- Try it:
Below are some entries. Output each one exactly as it appears.

==============================

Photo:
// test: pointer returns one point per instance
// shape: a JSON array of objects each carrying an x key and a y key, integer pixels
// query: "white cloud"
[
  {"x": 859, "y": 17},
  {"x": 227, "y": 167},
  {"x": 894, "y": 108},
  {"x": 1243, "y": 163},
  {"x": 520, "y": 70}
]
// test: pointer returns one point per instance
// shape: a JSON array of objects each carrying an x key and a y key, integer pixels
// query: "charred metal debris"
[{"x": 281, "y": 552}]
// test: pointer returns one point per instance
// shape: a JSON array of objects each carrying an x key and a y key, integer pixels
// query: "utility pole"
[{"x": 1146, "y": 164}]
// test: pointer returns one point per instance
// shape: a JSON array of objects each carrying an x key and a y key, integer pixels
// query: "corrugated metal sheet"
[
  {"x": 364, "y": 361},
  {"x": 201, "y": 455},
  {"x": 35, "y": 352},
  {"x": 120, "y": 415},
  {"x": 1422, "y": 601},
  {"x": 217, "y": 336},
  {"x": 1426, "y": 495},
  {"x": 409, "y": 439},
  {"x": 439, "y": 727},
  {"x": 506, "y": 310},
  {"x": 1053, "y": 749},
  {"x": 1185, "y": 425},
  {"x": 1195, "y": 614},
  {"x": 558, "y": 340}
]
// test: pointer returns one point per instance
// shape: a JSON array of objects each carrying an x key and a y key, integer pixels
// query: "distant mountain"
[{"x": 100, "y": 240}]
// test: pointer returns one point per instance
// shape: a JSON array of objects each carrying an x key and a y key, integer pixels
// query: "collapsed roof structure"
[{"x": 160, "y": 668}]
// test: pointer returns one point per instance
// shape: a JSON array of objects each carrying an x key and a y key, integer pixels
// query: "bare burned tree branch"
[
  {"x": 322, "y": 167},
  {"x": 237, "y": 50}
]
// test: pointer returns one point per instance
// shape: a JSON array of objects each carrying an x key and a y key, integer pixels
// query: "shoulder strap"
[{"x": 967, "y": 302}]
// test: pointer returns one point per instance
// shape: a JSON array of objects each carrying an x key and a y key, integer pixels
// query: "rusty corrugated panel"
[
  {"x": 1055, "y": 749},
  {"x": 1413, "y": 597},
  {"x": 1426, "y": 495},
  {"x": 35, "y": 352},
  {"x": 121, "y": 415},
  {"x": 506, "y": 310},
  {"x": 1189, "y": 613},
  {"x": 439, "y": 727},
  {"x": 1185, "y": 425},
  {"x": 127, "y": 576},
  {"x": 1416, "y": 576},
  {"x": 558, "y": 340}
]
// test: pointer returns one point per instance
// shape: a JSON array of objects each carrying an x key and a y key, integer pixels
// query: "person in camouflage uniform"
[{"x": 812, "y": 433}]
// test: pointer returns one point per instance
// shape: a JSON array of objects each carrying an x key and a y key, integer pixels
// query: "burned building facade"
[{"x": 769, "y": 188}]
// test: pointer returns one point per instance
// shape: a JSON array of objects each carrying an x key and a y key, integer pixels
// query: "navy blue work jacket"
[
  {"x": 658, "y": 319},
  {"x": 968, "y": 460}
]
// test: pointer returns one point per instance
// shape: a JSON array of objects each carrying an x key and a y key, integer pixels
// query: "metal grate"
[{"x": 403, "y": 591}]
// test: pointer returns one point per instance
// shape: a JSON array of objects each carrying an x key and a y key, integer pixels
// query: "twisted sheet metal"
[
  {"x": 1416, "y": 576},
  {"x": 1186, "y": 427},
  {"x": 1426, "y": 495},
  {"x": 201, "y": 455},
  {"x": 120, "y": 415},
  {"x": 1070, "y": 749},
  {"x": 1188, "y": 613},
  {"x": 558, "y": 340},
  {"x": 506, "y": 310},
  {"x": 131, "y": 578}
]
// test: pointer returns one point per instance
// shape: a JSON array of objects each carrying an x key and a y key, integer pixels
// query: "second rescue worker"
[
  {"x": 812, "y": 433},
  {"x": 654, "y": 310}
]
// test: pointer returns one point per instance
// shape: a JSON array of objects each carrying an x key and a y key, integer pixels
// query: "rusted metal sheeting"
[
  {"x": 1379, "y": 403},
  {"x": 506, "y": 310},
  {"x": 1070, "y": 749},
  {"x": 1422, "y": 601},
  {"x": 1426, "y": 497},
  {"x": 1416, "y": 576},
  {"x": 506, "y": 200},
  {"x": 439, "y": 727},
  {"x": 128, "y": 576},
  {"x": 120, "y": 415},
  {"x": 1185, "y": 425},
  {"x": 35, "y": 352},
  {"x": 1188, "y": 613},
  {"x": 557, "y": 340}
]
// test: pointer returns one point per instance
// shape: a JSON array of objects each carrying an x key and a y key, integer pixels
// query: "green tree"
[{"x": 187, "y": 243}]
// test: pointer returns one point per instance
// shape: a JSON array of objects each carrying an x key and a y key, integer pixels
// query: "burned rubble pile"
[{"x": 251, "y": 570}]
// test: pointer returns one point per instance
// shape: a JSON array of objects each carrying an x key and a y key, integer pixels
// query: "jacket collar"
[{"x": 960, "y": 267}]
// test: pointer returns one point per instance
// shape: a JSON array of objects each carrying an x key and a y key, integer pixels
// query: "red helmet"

==============================

- Worked solution:
Photo:
// test: pointer returns one point per instance
// shape: a JSON array of objects each carrying an x key and a y key, integer pixels
// query: "white cloud"
[
  {"x": 859, "y": 17},
  {"x": 227, "y": 167},
  {"x": 894, "y": 108},
  {"x": 1243, "y": 163},
  {"x": 520, "y": 70}
]
// test: pointer returns one point per instance
// shape: a JSON array of objects each carrying an x key and a y key, integer pixels
// query: "charred metal debris"
[{"x": 281, "y": 552}]
// test: pointer returns one point per instance
// shape: a JSON array of objects each carrying an x key and a y key, integer pixels
// query: "utility pole"
[{"x": 1146, "y": 164}]
// test: pointer returns one point per instance
// shape: a JSON array of objects each carrying an x key and a y key, integer pixels
// query: "corrugated metal sheet"
[
  {"x": 364, "y": 361},
  {"x": 201, "y": 455},
  {"x": 35, "y": 352},
  {"x": 120, "y": 415},
  {"x": 1422, "y": 601},
  {"x": 217, "y": 336},
  {"x": 1426, "y": 495},
  {"x": 409, "y": 439},
  {"x": 439, "y": 727},
  {"x": 506, "y": 310},
  {"x": 1053, "y": 749},
  {"x": 1185, "y": 425},
  {"x": 1195, "y": 614},
  {"x": 558, "y": 340}
]
// test: pointer returns one point per instance
// shape: a JSON array of objects each carrying an x key and a y key, integer pixels
// query: "distant mountain"
[{"x": 100, "y": 240}]
// test: pointer returns one point per instance
// shape: a JSON array of objects each carrying an x key and a y key, integer pixels
// query: "collapsed roof structure"
[{"x": 160, "y": 668}]
// test: pointer returns one point per instance
// shape: a JSON array of objects each carrying an x key and a y key, integer pixels
// query: "bare burned tree branch"
[
  {"x": 322, "y": 167},
  {"x": 237, "y": 50}
]
// test: pointer returns one point per instance
// shape: a JSON array of objects each carrying an x key and a y key, integer pixels
// query: "shoulder strap"
[{"x": 967, "y": 302}]
// test: pointer returns one point per instance
// shape: a JSON array of objects each carrying an x key and a y key, integer pixels
// query: "rusty corrugated panel"
[
  {"x": 1055, "y": 749},
  {"x": 1413, "y": 597},
  {"x": 1426, "y": 495},
  {"x": 35, "y": 352},
  {"x": 121, "y": 415},
  {"x": 506, "y": 310},
  {"x": 1189, "y": 613},
  {"x": 439, "y": 727},
  {"x": 1185, "y": 425},
  {"x": 127, "y": 576},
  {"x": 1416, "y": 576},
  {"x": 558, "y": 340}
]
// test: pointer returns one point per instance
// shape: a JSON array of objects each carrying an x key and a y key, integer pixels
// query: "person in camouflage uniform"
[{"x": 812, "y": 433}]
// test: pointer returns one point per instance
// shape: a JSON array of objects each carrying an x key and a y key, integer pixels
// query: "burned building facade"
[{"x": 769, "y": 188}]
// test: pointer returns one point per instance
// shape: a JSON array of objects each carrying an x key and a y key, integer pixels
// query: "navy blue work jacket"
[
  {"x": 658, "y": 319},
  {"x": 968, "y": 460}
]
// test: pointer returns one point per instance
// shape: a JSON array of objects each carrying an x key and a y key, integer pixels
// query: "metal grate"
[{"x": 403, "y": 591}]
// test: pointer returns one point per instance
// shape: a JSON array of objects each carrying an x key and a y key, integer pixels
// query: "twisted sheet metal"
[
  {"x": 1416, "y": 576},
  {"x": 1186, "y": 427},
  {"x": 1426, "y": 495},
  {"x": 201, "y": 455},
  {"x": 120, "y": 415},
  {"x": 1070, "y": 749},
  {"x": 1188, "y": 613},
  {"x": 558, "y": 340},
  {"x": 506, "y": 310},
  {"x": 131, "y": 578}
]
// test: pointer returns one point per instance
// shape: a JSON array of objects each carrying an x key and a y key, integer pixels
// query: "second rescue worker"
[
  {"x": 812, "y": 433},
  {"x": 654, "y": 310}
]
// test: pointer returns one point per instance
// shape: a JSON array of objects each carrying an x key and a y key, integer pixels
// query: "rusted metal sheeting"
[
  {"x": 1379, "y": 403},
  {"x": 506, "y": 310},
  {"x": 1070, "y": 749},
  {"x": 1422, "y": 601},
  {"x": 1426, "y": 497},
  {"x": 1416, "y": 576},
  {"x": 506, "y": 200},
  {"x": 439, "y": 727},
  {"x": 128, "y": 576},
  {"x": 120, "y": 415},
  {"x": 1185, "y": 425},
  {"x": 35, "y": 352},
  {"x": 1188, "y": 613},
  {"x": 557, "y": 340}
]
// test: pointer returns one point per instance
// shape: a JSON array of objects each carrying an x key and a y key, integer pixels
// query: "green tree"
[{"x": 187, "y": 243}]
// test: pointer returns one point per instance
// shape: a JSON array of objects each carrying an x key and a y key, integer pixels
// query: "burned rubble pile"
[{"x": 251, "y": 570}]
// test: pointer returns one point per instance
// shape: a JSON array of objects each carrying an x key and a y key, integer pixels
// query: "jacket collar"
[{"x": 960, "y": 267}]
// test: pointer returns one point per instance
// shape: a JSON array of objects each carrying an x key and a y key, integer pixels
// query: "red helmet"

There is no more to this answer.